-- Begin Input data --

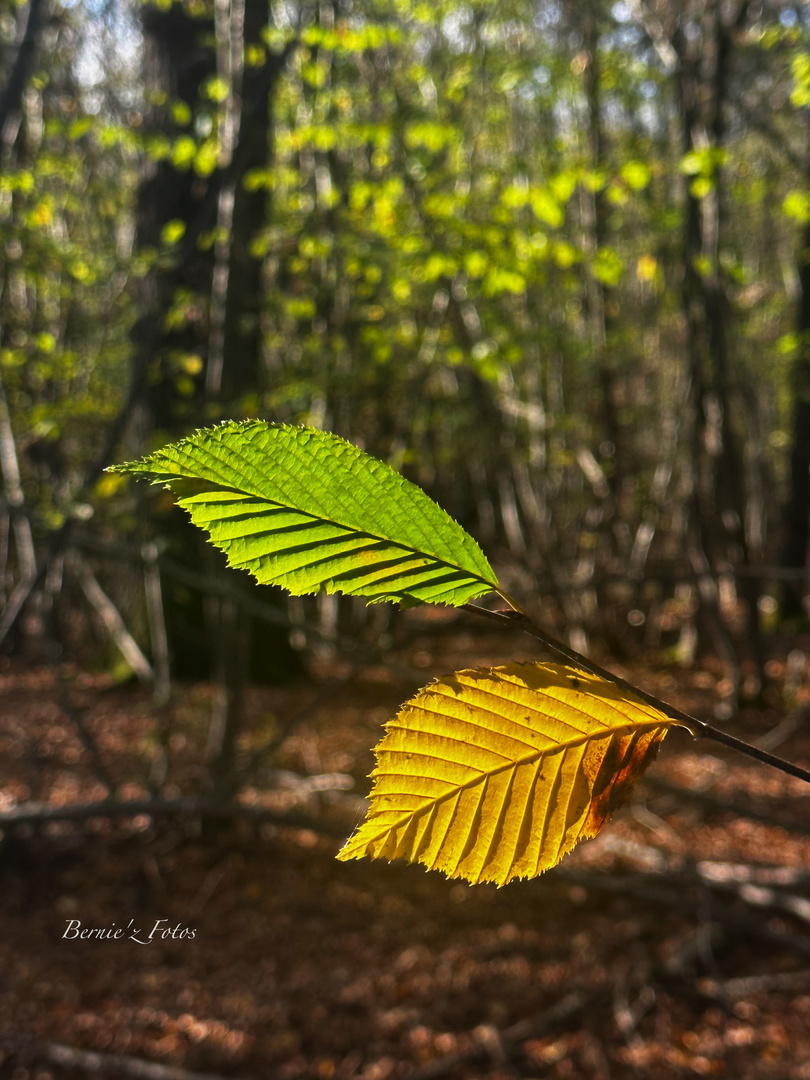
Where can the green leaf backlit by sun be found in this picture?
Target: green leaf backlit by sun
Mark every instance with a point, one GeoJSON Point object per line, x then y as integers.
{"type": "Point", "coordinates": [306, 510]}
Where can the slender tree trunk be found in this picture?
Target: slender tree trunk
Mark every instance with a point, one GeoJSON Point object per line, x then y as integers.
{"type": "Point", "coordinates": [797, 516]}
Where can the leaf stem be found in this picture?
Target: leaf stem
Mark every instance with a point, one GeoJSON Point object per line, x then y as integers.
{"type": "Point", "coordinates": [522, 621]}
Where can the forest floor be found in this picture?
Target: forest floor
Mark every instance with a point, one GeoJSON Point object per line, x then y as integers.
{"type": "Point", "coordinates": [675, 944]}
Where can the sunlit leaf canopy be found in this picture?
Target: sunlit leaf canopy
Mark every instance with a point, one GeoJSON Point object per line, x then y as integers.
{"type": "Point", "coordinates": [496, 773]}
{"type": "Point", "coordinates": [305, 510]}
{"type": "Point", "coordinates": [431, 253]}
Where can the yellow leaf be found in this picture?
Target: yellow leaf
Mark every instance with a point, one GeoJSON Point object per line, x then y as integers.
{"type": "Point", "coordinates": [497, 772]}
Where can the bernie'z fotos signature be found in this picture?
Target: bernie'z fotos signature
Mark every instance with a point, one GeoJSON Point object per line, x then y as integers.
{"type": "Point", "coordinates": [75, 929]}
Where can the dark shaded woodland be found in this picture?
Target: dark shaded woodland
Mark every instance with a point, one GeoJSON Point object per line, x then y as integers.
{"type": "Point", "coordinates": [552, 262]}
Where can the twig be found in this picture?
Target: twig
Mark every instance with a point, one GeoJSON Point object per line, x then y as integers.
{"type": "Point", "coordinates": [157, 624]}
{"type": "Point", "coordinates": [639, 885]}
{"type": "Point", "coordinates": [480, 1050]}
{"type": "Point", "coordinates": [112, 621]}
{"type": "Point", "coordinates": [40, 813]}
{"type": "Point", "coordinates": [522, 621]}
{"type": "Point", "coordinates": [115, 1064]}
{"type": "Point", "coordinates": [739, 808]}
{"type": "Point", "coordinates": [76, 715]}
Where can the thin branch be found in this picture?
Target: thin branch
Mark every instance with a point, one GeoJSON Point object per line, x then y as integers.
{"type": "Point", "coordinates": [690, 723]}
{"type": "Point", "coordinates": [39, 813]}
{"type": "Point", "coordinates": [112, 621]}
{"type": "Point", "coordinates": [122, 1065]}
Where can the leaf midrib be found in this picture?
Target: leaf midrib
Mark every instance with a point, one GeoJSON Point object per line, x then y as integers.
{"type": "Point", "coordinates": [329, 521]}
{"type": "Point", "coordinates": [487, 773]}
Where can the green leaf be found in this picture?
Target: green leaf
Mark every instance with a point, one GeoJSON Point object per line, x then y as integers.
{"type": "Point", "coordinates": [305, 510]}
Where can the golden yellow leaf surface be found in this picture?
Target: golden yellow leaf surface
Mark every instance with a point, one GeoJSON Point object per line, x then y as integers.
{"type": "Point", "coordinates": [496, 773]}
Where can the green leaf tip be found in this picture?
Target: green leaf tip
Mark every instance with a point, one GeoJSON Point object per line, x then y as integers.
{"type": "Point", "coordinates": [306, 510]}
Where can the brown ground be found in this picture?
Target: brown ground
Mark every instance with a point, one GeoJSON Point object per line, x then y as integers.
{"type": "Point", "coordinates": [675, 944]}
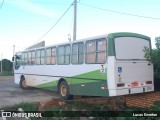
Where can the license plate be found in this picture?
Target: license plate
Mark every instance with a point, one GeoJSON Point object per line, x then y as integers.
{"type": "Point", "coordinates": [149, 88]}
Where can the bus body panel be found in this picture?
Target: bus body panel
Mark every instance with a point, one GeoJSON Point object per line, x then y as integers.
{"type": "Point", "coordinates": [126, 71]}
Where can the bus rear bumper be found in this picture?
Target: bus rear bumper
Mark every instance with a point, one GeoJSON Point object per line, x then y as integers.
{"type": "Point", "coordinates": [126, 91]}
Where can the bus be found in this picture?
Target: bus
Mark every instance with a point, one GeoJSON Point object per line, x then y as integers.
{"type": "Point", "coordinates": [105, 65]}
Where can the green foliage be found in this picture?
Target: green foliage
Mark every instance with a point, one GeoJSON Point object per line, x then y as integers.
{"type": "Point", "coordinates": [24, 105]}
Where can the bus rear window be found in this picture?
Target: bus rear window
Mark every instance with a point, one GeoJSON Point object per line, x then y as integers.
{"type": "Point", "coordinates": [130, 48]}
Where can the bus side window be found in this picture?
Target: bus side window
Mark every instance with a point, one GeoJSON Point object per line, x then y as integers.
{"type": "Point", "coordinates": [77, 53]}
{"type": "Point", "coordinates": [64, 55]}
{"type": "Point", "coordinates": [96, 51]}
{"type": "Point", "coordinates": [31, 57]}
{"type": "Point", "coordinates": [90, 52]}
{"type": "Point", "coordinates": [51, 55]}
{"type": "Point", "coordinates": [101, 51]}
{"type": "Point", "coordinates": [40, 54]}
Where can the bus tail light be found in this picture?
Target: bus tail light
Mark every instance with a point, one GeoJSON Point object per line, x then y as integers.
{"type": "Point", "coordinates": [148, 82]}
{"type": "Point", "coordinates": [120, 85]}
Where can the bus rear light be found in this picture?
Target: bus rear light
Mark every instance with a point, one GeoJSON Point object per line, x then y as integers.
{"type": "Point", "coordinates": [120, 85]}
{"type": "Point", "coordinates": [148, 82]}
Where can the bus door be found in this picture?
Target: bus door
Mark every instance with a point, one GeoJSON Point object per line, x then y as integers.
{"type": "Point", "coordinates": [132, 70]}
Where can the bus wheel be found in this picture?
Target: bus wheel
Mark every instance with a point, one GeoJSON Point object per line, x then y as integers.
{"type": "Point", "coordinates": [23, 84]}
{"type": "Point", "coordinates": [64, 91]}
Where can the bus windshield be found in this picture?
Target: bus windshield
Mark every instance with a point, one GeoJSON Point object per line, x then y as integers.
{"type": "Point", "coordinates": [130, 48]}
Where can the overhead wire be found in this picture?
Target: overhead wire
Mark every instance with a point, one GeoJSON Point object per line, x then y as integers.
{"type": "Point", "coordinates": [2, 4]}
{"type": "Point", "coordinates": [124, 13]}
{"type": "Point", "coordinates": [55, 23]}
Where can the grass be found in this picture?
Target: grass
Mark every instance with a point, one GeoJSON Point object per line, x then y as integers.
{"type": "Point", "coordinates": [74, 111]}
{"type": "Point", "coordinates": [7, 74]}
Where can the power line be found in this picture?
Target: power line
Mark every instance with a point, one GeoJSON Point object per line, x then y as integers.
{"type": "Point", "coordinates": [135, 15]}
{"type": "Point", "coordinates": [55, 23]}
{"type": "Point", "coordinates": [2, 4]}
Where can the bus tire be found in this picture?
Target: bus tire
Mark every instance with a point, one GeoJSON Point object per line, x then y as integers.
{"type": "Point", "coordinates": [23, 84]}
{"type": "Point", "coordinates": [64, 91]}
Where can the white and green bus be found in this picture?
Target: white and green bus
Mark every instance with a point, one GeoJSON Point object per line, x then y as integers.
{"type": "Point", "coordinates": [106, 65]}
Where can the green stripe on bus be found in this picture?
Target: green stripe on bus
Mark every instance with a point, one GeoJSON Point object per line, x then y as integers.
{"type": "Point", "coordinates": [82, 78]}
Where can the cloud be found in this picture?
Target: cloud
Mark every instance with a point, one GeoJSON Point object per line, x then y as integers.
{"type": "Point", "coordinates": [30, 7]}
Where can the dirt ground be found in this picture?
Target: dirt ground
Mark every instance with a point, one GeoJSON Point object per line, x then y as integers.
{"type": "Point", "coordinates": [11, 93]}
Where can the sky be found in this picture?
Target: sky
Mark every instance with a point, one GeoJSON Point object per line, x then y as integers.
{"type": "Point", "coordinates": [24, 22]}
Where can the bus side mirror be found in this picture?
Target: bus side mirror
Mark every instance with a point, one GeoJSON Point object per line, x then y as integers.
{"type": "Point", "coordinates": [12, 58]}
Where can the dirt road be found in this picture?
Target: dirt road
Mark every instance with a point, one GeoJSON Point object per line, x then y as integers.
{"type": "Point", "coordinates": [11, 94]}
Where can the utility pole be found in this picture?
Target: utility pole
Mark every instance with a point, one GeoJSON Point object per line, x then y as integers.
{"type": "Point", "coordinates": [1, 64]}
{"type": "Point", "coordinates": [13, 57]}
{"type": "Point", "coordinates": [75, 20]}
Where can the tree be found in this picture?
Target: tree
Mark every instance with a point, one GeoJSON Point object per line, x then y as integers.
{"type": "Point", "coordinates": [7, 65]}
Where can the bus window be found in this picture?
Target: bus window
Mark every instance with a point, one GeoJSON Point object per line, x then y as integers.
{"type": "Point", "coordinates": [24, 58]}
{"type": "Point", "coordinates": [128, 48]}
{"type": "Point", "coordinates": [17, 61]}
{"type": "Point", "coordinates": [101, 52]}
{"type": "Point", "coordinates": [77, 53]}
{"type": "Point", "coordinates": [96, 51]}
{"type": "Point", "coordinates": [90, 52]}
{"type": "Point", "coordinates": [64, 54]}
{"type": "Point", "coordinates": [51, 55]}
{"type": "Point", "coordinates": [31, 57]}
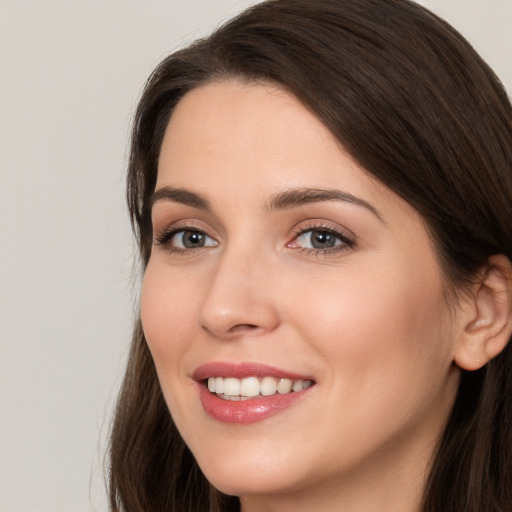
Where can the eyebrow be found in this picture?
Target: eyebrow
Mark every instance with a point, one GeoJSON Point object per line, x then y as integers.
{"type": "Point", "coordinates": [179, 195]}
{"type": "Point", "coordinates": [292, 198]}
{"type": "Point", "coordinates": [302, 196]}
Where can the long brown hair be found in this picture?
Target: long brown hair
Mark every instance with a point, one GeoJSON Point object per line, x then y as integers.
{"type": "Point", "coordinates": [413, 103]}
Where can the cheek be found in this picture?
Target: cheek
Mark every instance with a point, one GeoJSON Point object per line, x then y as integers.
{"type": "Point", "coordinates": [166, 315]}
{"type": "Point", "coordinates": [387, 320]}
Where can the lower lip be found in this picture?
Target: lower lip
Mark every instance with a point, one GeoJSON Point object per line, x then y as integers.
{"type": "Point", "coordinates": [246, 411]}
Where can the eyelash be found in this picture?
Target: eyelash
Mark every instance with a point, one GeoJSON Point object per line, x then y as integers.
{"type": "Point", "coordinates": [164, 239]}
{"type": "Point", "coordinates": [346, 242]}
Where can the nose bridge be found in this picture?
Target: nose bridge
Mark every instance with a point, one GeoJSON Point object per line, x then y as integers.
{"type": "Point", "coordinates": [237, 300]}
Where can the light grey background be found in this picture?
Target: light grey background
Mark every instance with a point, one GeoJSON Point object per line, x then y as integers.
{"type": "Point", "coordinates": [70, 75]}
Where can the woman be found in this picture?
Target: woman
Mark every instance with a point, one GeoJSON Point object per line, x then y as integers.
{"type": "Point", "coordinates": [322, 194]}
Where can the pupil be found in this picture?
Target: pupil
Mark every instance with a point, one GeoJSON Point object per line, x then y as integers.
{"type": "Point", "coordinates": [322, 240]}
{"type": "Point", "coordinates": [193, 239]}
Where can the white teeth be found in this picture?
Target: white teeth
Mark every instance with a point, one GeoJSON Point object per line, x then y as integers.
{"type": "Point", "coordinates": [284, 386]}
{"type": "Point", "coordinates": [231, 386]}
{"type": "Point", "coordinates": [249, 387]}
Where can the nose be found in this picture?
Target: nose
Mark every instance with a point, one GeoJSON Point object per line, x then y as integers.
{"type": "Point", "coordinates": [239, 300]}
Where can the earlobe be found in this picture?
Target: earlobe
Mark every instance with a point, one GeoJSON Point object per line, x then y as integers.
{"type": "Point", "coordinates": [488, 321]}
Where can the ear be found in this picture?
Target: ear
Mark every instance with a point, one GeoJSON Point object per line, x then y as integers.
{"type": "Point", "coordinates": [487, 322]}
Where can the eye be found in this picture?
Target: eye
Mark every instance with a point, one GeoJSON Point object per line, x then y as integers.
{"type": "Point", "coordinates": [180, 239]}
{"type": "Point", "coordinates": [188, 239]}
{"type": "Point", "coordinates": [316, 239]}
{"type": "Point", "coordinates": [321, 239]}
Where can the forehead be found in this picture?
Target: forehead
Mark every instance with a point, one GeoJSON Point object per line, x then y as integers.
{"type": "Point", "coordinates": [256, 140]}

-- End Input data --

Exercise details ▸
Copy only this span: the line that contains "Where can the eye be found in this picture?", the last line, and every line between them.

Reply to the task ▸
Where can the eye be found in this picture?
Target: eye
Mark every instance with a point, one GeoJSON Point object per line, x then y as integers.
{"type": "Point", "coordinates": [180, 239]}
{"type": "Point", "coordinates": [188, 239]}
{"type": "Point", "coordinates": [316, 239]}
{"type": "Point", "coordinates": [321, 239]}
Where can the forehead be found in this picture?
Target: forehead
Mark every instance with a point, one GeoJSON Point object per line, x then y as integers.
{"type": "Point", "coordinates": [256, 140]}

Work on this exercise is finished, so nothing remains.